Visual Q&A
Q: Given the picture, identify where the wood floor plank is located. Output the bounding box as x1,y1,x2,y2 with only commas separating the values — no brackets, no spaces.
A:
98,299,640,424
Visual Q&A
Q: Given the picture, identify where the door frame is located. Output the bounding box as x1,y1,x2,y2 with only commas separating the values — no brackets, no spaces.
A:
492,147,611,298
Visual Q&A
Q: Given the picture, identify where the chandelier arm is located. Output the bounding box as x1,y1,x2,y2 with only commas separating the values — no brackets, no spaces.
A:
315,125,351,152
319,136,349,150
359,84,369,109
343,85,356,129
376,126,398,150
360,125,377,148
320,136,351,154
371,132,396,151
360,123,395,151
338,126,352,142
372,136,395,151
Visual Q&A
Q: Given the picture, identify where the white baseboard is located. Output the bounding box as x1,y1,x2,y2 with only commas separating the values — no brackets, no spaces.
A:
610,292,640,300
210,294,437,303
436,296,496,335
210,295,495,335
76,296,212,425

__________

▶ _Task_:
Set down the whole listing once more, exactly as it appears.

▶ _Completed exercise_:
Visual Q&A
Q: Given the picture, identify where the wood floor plank is located. Output the bounding box as x1,y1,x2,y2 with only commas separating the values — no brackets, no spaces.
A:
98,299,640,424
Visual Q&A
Q: Given the picture, identify where the door frame is located. Output the bounding box as x1,y1,x2,y2 with only commas separating the values — no brackets, no spaces.
A:
492,147,611,298
Visual Q&A
Q: Given the picture, identify where the chandelier arm is located. Output the bounding box as x1,y1,x2,y2 with only commas separating the values — no brackets, no spaces.
A:
315,125,351,152
319,136,349,150
359,84,369,109
343,85,356,129
376,126,398,150
360,125,377,148
320,136,351,154
371,132,396,151
360,123,395,151
338,126,352,142
372,136,395,151
Visual Q&A
Q: Given the picture, identify where the white baseboard is located. Output the bounding box as x1,y1,x2,y2 with only commas separating the values — no brackets, no spaces.
A:
610,292,640,300
210,294,437,303
436,296,496,335
210,295,495,335
76,296,212,425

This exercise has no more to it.